It seems the most heartbreaking times in one's mind come from an obvious lack of sustenance of anything that should be considered a necessity.  Something given as easily as one breathes in air.  In fact, ironically, sometimes it can feel suffocating existing without feeling like any basic need that should be mindlessly fulfilled is met. 

Many may wonder: "Why is it that it is easy to be neglected whenever food is everywhere?"  Although it may not seem like food is easily found, the first man discovered that certain food was edible started by picking something up and eating it.  The food may be everywhere, but it is not everywhere for you.

Walking around town, the smell of freshly baked bread or oven-fired pizza may overwhelm the hungry man's senses.  People sit in coffee shops, laughing over a cup of coffee and a kind-of stale bagel that they probably paid a small fortune in terms of bagel-economics for.  "Maybe we should get lunch sometime... sit and chat, y'know?"  Food is the mediator for all modern relationships.

Enter you, a young youth, living in this dog-eat-dog-but-still-hungry-to-eat-another-dog world.  You had all the experiences, ranging from "let's stay in and cook meal prep for the next week" to "let's go get wings at a sports bar so that we can avoid her" to "cook or don't eat" to "eat but end up throwing it up later".  

Food shaped your life; you learned to cook through your mother and Food Network, then your dad showed you how to make spaghetti and ramen noodles (which became a staple diet for you when it was late enough in the night that the house remained silent to protect you), then you went to school and learned that anything was possible when you had a Tupperware container and enough anger to open a can with a knife.

You then learned that food wasn't always something you could agree with.  When the world was angry enough at your situation, and the quiet sobs through your mouth begged to be loud, you soon learned how suffocating it was to be hungry; not hungry for food, though, because that food meant nothing to you when you felt disgusting for eating it.  You knew it was not food hurting your feelings, but perhaps it was the food that needed to be savored.  You felt like you needed to be savored. 

You entered the world, back once again and looking for vengeance.  You soon found other people who were hungry and seeking validation like you sought out something to drink in the middle of the night.  Every one you knew seemed to need a fix of something: high schoolers your age asking a few token people to meet them in the bathroom to "make third period more tolerable", which you knew as the most obvious way to ask someone to smoke, as well as people who "just needed one more" of something.  Greed infiltrated your life as you saw behind the veiled curtain of "just needing one more" of anything and everything.  It threatened to consume you as you waded through the trenches of sex-crazed boys and nicotine addicts.

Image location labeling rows
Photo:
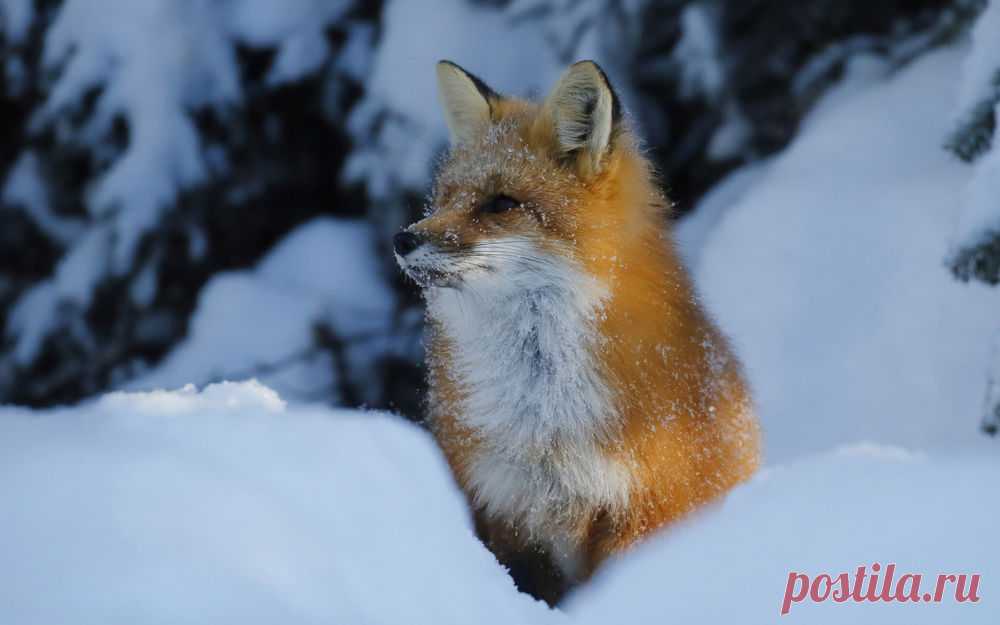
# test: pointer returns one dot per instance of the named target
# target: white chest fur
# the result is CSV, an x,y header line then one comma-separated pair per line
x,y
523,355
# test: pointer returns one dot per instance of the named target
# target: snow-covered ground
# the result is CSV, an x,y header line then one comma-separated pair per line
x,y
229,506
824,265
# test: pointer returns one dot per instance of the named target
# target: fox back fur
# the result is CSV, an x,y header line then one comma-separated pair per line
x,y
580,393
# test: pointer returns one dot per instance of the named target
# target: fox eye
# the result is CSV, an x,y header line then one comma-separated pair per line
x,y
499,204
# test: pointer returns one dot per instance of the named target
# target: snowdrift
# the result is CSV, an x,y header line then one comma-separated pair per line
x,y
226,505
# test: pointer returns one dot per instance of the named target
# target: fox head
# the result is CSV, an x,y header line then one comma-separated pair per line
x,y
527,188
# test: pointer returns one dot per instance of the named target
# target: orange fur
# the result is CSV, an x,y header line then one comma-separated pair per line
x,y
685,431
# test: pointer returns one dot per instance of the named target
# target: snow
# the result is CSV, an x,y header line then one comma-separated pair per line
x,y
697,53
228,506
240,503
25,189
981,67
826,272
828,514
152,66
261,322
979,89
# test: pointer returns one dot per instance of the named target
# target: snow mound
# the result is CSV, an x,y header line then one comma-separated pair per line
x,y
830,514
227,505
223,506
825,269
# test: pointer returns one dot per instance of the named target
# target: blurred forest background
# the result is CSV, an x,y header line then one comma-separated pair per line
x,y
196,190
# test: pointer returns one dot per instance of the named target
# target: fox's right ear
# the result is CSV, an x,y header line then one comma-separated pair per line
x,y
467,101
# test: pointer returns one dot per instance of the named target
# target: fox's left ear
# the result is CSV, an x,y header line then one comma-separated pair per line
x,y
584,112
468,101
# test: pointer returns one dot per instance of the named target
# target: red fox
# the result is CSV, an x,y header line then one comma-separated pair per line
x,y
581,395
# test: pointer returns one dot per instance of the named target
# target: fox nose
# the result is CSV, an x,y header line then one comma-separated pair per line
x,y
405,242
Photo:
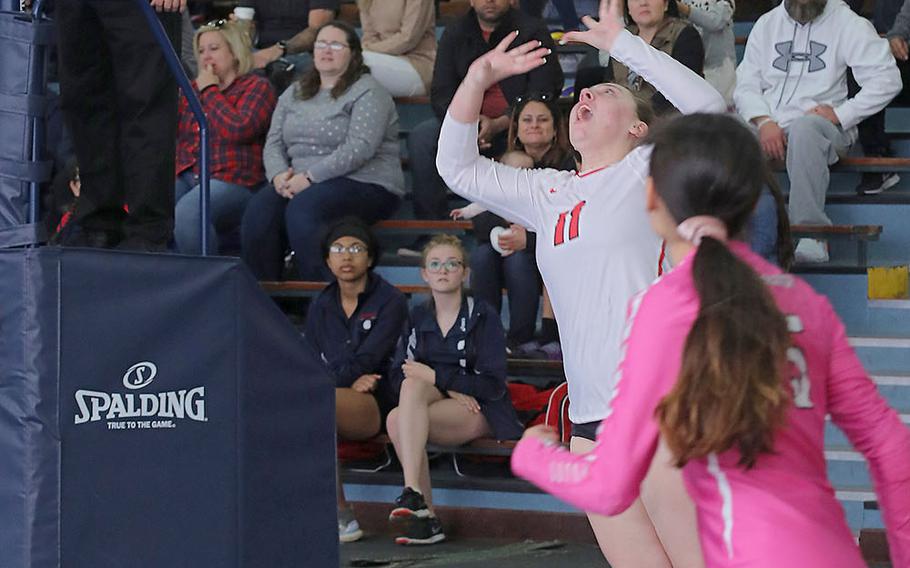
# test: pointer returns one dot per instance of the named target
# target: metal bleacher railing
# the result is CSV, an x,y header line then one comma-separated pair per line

§ **Task instructions**
Name every specific food or drink mentioned in the essay about food and hunger. None of the rows are needed for this.

§ **Written answer**
Bread, pizza, coffee, bagel, wings, spaghetti, ramen noodles